Objective
Resume the biography of Kaveh Pahlavan, picking up after its final sentence.

Kaveh Pahlavan ( born in Tehran,  Pahlavi Iran), is a Professor of Electrical and Computer Engineering and Computer Science and the director of the Center for Wireless Information Network Studies (CWINS), Worcester Polytechnic Institute, Worcester, Massachusetts. Pahlavan is considered the father of Wi-Fi technology by his friends and colleagues, wireless indoor geolocation, and Body Area Networking.  He started doing research on Wi-Fi when it was in its infancy.

He has contributed to numerous technical publications and holds patents in these areas.  His current area of research is opportunistic application of RF signals from wireless devices for gesture and motion detection as well as authentication and security.

Education and Career
Pahlavan received his BS/MS degree in Electrical Engineering from the University of Tehran in 1975, and his PhD degree from the Worcester Polytechnic Institute, Worcester, Massachusetts in 1979. He began his academic career as an assistant Professor at the Northeastern University, Boston, MA in 1979, then he joined the faculty at the Worcester Polytechnic Institute in 1985. At WPI he founded the world's first academic research program in wireless local area networks (WLAN), commercially known as Wi-Fi (1985),. He has been a visiting Professor at the University of Oulu, Finland (1995-2007), where he also spent his sabbatical leave in 1999. He has spent his other sabbatical leaves at the Olin College and Harvard University in 2004 and 2011 respectively. He was the Chief Technical Adviser of Skyhook Wireless, Boston, MA between 2004 and 2014. WINDATA was one of the pioneers in design of WLAN and Skyhook is the pioneer of Wi-Fi positioning systems, which was adopted by Steve Jobs for the original iPhone (2007). Throughout several decades of research and scholarship, he has also served as a consultant to many key players in the wireless industry including Nokia, Apple, DEC, Honeywell, Electrobit, JPL and NTT. He has also led the US team for review of the National R&D Programs, sponsored by the Finnish Academy and TEKES (2000, 2003). Pahlavan is widely recognized as the inventor of Wi-Fi, and Body Area Networks by his friends and colleagues. He was elected as a fellow of the IEEE (1996), was selected as a member of the Evolution of Untethered Communications Committee, National Research Council (1997), was the first Fulbright-Nokia scholar (2000), and was awarded the WPI's Board of Trustees' Outstanding Research and Creative Scholarship Award (2011).

Pahlavan is the founding Editor-in-Chief of the International Journal of Wireless Information Networks, a member of the advisory board of the IEEE Wireless Communications.

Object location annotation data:
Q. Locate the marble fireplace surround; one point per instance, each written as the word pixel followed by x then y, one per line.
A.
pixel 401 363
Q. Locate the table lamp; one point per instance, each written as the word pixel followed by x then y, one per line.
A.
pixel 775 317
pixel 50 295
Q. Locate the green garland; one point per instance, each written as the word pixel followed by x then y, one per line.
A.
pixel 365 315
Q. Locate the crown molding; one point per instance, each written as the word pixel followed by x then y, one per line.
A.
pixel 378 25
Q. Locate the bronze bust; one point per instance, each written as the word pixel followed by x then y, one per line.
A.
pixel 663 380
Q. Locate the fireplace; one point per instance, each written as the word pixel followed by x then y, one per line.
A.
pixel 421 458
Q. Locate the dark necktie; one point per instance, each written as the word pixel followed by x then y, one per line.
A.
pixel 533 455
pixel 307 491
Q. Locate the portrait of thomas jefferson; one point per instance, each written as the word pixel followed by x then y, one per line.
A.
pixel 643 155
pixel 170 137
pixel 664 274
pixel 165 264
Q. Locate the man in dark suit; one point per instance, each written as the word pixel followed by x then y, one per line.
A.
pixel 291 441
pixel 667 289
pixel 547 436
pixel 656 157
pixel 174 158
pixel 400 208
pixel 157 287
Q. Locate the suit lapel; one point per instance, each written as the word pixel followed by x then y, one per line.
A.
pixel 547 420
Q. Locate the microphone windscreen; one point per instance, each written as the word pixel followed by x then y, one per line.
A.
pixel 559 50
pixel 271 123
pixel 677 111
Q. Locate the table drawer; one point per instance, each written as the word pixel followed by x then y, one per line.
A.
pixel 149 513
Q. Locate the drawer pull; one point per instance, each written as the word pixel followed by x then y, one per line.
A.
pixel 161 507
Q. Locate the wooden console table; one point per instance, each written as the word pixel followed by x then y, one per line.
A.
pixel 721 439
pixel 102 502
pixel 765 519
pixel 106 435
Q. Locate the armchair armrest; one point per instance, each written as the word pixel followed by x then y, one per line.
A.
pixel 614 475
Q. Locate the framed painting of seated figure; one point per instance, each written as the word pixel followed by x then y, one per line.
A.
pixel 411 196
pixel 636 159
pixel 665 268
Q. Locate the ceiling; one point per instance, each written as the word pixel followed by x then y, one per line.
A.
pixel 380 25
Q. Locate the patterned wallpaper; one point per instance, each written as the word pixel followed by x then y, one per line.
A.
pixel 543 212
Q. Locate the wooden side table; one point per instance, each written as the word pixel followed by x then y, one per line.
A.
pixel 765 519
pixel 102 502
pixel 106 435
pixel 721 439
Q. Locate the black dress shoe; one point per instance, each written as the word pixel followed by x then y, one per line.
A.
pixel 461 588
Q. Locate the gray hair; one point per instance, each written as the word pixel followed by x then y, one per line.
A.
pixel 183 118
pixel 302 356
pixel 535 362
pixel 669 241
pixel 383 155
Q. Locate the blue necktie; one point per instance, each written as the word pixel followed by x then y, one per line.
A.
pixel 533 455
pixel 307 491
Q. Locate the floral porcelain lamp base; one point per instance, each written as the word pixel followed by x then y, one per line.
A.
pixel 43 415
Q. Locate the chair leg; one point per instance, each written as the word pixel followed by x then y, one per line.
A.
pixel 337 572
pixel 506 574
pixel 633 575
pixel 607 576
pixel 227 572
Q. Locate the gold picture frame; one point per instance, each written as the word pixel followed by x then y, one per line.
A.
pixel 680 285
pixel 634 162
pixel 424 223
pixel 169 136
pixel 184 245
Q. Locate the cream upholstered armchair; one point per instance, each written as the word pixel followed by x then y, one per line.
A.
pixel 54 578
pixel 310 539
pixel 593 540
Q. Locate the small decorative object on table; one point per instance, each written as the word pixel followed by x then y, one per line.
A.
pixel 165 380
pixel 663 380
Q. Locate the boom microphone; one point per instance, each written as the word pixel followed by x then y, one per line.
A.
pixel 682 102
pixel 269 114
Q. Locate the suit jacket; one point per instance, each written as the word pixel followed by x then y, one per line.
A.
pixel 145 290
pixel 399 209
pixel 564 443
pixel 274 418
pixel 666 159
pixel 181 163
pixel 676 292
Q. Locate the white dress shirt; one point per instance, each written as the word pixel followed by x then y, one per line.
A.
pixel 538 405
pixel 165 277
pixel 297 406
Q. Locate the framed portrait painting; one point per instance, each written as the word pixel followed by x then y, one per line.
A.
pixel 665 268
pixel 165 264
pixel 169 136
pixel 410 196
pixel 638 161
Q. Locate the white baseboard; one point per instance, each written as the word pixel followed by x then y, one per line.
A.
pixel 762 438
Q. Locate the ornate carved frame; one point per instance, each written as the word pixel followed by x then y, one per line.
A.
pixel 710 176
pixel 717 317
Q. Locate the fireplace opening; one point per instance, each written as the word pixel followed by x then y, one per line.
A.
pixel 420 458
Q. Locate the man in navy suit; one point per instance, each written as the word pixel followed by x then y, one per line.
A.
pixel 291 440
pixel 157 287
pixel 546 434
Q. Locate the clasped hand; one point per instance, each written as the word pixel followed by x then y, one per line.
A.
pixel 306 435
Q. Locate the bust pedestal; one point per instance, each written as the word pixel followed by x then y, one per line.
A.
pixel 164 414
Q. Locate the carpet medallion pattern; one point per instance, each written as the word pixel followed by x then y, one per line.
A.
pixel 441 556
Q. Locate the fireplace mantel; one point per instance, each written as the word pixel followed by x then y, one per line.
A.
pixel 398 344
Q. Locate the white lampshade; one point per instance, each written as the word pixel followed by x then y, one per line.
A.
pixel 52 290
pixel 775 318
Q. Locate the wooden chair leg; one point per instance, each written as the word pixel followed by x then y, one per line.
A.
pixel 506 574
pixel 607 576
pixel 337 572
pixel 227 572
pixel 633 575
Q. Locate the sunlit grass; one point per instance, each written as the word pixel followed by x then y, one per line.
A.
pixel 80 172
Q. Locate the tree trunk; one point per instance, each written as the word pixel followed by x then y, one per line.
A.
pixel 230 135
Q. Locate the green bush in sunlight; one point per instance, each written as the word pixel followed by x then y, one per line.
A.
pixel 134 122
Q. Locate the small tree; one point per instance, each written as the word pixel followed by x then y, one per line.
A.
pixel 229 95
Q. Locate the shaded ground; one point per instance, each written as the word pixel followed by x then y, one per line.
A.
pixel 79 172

Answer for the task
Books
Pahlavan has co-authored several books including:
 Understanding Communications Networks – for Emerging Cybernetics Applications Forthcoming, Kaveh Pahlavan, River Publishers, the Netherlands, , 612 pages, March 2021.
 Indoor Geolocation Science and Technology At the Emergence of Smart World and IoT, K. Pahlavan, River Publishers, the Netherlands, , 471 pages, Hardcover, January 2019.
 Principles of Wireless Access and Localization, K. Pahlavan and P Krishnamurthy, John Wiley and Sons, , 720 pages, November 2013.
 Networking Fundamentals – Personal, Local and Wide Area Communications, K. Pahlavan and P. Krishnamurthy, John Wiley and Sons, , Hardcover, 638 pages, March 2009.
 Wireless Information Networks - 2nd Edition, K. Pahlavan and Allen H. Levesque,Wiley - Interscience, , Hardcover, 722 pages, September 2005.
 Principles of Wireless Networks - A Unified Approach, K. Pahlavan and P. Krishnamurthy, Prentice Hall, , Hardcover, 584 pages, January 2002.
 Wireless Information Networks, K. Pahlavan and A. Levesque, John Wiley and Sons, Hardcover, 572 pages, , April 1995.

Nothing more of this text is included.